### Task description
Each line below should be set down again unchanged.

### Material to process
────────────────

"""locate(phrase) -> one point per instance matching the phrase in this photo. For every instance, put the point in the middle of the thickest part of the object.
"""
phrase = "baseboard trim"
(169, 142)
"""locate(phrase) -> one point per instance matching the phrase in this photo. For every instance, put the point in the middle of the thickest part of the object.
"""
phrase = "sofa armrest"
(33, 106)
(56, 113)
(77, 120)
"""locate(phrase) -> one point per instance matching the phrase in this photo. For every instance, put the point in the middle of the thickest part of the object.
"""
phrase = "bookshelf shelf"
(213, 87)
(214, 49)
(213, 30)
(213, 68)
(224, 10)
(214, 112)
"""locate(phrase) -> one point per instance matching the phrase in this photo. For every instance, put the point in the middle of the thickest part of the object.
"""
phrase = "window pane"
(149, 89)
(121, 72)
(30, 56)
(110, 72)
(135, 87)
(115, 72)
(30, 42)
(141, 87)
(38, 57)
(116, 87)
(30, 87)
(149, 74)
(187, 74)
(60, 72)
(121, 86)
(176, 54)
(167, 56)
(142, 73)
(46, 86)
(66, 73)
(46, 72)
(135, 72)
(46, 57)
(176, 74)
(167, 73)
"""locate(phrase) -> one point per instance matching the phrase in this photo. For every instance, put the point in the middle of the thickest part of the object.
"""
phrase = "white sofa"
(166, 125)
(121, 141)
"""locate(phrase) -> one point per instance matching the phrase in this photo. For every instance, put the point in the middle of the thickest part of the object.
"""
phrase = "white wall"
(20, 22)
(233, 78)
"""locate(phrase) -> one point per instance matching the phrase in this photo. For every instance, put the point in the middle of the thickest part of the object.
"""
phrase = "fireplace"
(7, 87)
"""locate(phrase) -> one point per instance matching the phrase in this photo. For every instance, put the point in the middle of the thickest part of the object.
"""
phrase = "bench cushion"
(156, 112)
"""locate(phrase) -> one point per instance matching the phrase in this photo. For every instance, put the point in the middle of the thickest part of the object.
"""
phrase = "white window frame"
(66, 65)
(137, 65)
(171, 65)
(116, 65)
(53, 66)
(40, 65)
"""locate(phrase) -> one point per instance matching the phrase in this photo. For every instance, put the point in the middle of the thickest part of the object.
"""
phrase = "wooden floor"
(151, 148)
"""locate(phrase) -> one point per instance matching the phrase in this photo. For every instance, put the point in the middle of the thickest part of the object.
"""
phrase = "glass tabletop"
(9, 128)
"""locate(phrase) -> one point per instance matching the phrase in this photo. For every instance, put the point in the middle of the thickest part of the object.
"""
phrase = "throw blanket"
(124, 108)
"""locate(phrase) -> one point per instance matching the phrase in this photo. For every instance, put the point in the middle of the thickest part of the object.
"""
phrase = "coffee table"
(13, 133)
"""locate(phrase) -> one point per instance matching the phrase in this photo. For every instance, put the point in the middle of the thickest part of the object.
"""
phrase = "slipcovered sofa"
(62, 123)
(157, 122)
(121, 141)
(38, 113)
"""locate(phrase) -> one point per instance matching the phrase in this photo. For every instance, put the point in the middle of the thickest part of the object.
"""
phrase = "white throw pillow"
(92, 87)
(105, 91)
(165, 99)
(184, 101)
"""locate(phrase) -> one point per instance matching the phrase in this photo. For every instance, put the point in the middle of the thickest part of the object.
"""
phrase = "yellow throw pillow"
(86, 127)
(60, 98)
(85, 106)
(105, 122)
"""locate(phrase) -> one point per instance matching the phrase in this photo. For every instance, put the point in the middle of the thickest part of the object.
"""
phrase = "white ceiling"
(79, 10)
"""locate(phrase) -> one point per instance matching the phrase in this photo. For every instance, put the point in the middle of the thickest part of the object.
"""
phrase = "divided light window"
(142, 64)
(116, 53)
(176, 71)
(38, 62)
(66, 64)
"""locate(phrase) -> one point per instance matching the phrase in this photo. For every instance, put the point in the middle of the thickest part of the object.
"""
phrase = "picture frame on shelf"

────────────────

### Task response
"""locate(phrase) -> one point per instance matching the phrase in this photo. For every instance, put the point in the middle of the thickest part of the object.
"""
phrase = "baseboard trim"
(169, 142)
"""locate(phrase) -> one point per instance matching the phrase in this photo. For every instance, put the point in the middle of the thickest part of the object.
"""
phrase = "sofa armrest"
(33, 106)
(56, 113)
(77, 120)
"""locate(phrase) -> one point per instance matching the phrase in this photo. For every instance, put the point in the middle of the thickest part of the object.
"""
phrase = "bookshelf shelf"
(213, 87)
(214, 49)
(213, 30)
(213, 68)
(224, 10)
(214, 112)
"""locate(phrase) -> one point per instance matching the phrase in this photo. For every instance, put the point in the middle of the thickest part of the object.
"""
phrase = "window pane"
(149, 89)
(121, 72)
(30, 56)
(110, 72)
(135, 87)
(115, 72)
(30, 42)
(141, 87)
(38, 57)
(116, 87)
(30, 87)
(149, 74)
(187, 74)
(60, 72)
(121, 86)
(176, 54)
(167, 56)
(142, 73)
(46, 86)
(66, 73)
(46, 72)
(135, 72)
(46, 57)
(176, 74)
(167, 73)
"""locate(phrase) -> one point per instance matching the phrase in this photo. For every instance, put the point in the middle of the thickest part of the object.
"""
phrase = "white sofa"
(166, 125)
(121, 141)
"""locate(phrase) -> one point per instance matching the phrase in this photo. For every instance, put the point in the middle of the thickest part of the object.
"""
phrase = "white wall"
(20, 22)
(233, 78)
"""locate(phrase) -> one point per instance matching the phrase in this photo. For every instance, put the point in the middle of the thickest part of the object.
"""
phrase = "fireplace"
(7, 87)
"""locate(phrase) -> one point per instance matching the phrase in this photo. For every instance, put the point in the middle of the thickest part of the object.
"""
phrase = "bench cushion"
(156, 112)
"""locate(phrase) -> one point per instance matching the phrase in this photo. For every instance, put the point in the middle of the thickest part of the object.
"""
phrase = "white window frame"
(66, 65)
(137, 65)
(171, 65)
(116, 65)
(53, 66)
(40, 65)
"""locate(phrase) -> one point per instance matching the phrase in this photo. For every instance, put the point in the middle of the thickest part of the object.
"""
phrase = "wooden floor"
(151, 148)
"""locate(phrase) -> one point per instance matching the phrase in this photo. For every instance, put the point in the middle of the thickest part of the object.
"""
phrase = "glass tabletop"
(9, 128)
"""locate(phrase) -> one point per instance matching the phrase in this photo. For every instance, put the point in the middle of the thickest part of the object.
"""
phrase = "throw blanket"
(124, 108)
"""locate(phrase) -> one point per instance matching the phrase in this photo. For every instance, put the point in the middle of the thickest part of the object.
"""
phrase = "coffee table"
(13, 133)
"""locate(phrase) -> one point per instance matching the phrase in this photo. For every instance, put the point in the middle of the thickest part of the object.
"""
phrase = "slipcovered sofa"
(62, 123)
(157, 122)
(121, 141)
(38, 113)
"""locate(phrase) -> one point per instance matching the phrase in this photo. For every instance, put the point in the middle of the thickest part of the object.
"""
phrase = "white throw pillow"
(92, 87)
(105, 91)
(165, 99)
(184, 101)
"""locate(phrase) -> one point per instance matching the phrase in this photo. For every instance, put the point in the middle of the thickest part of the object.
"""
phrase = "yellow throw pillow"
(86, 127)
(60, 98)
(85, 106)
(105, 122)
"""locate(phrase) -> one point per instance matching the phrase in this photo. For every instance, put the point in the middle of the thickest part of the object.
"""
phrase = "white ceiling"
(79, 10)
"""locate(phrase) -> one point per instance matching the phrase in this photo. For every instance, put the point in the middle of the thickest part of the object.
"""
phrase = "divided light window"
(142, 64)
(116, 53)
(176, 71)
(38, 62)
(66, 64)
"""locate(phrase) -> one point per instance matching the phrase in this photo. For every instance, put the point in the middle of the thickest part of the object.
"""
phrase = "picture frame on shelf"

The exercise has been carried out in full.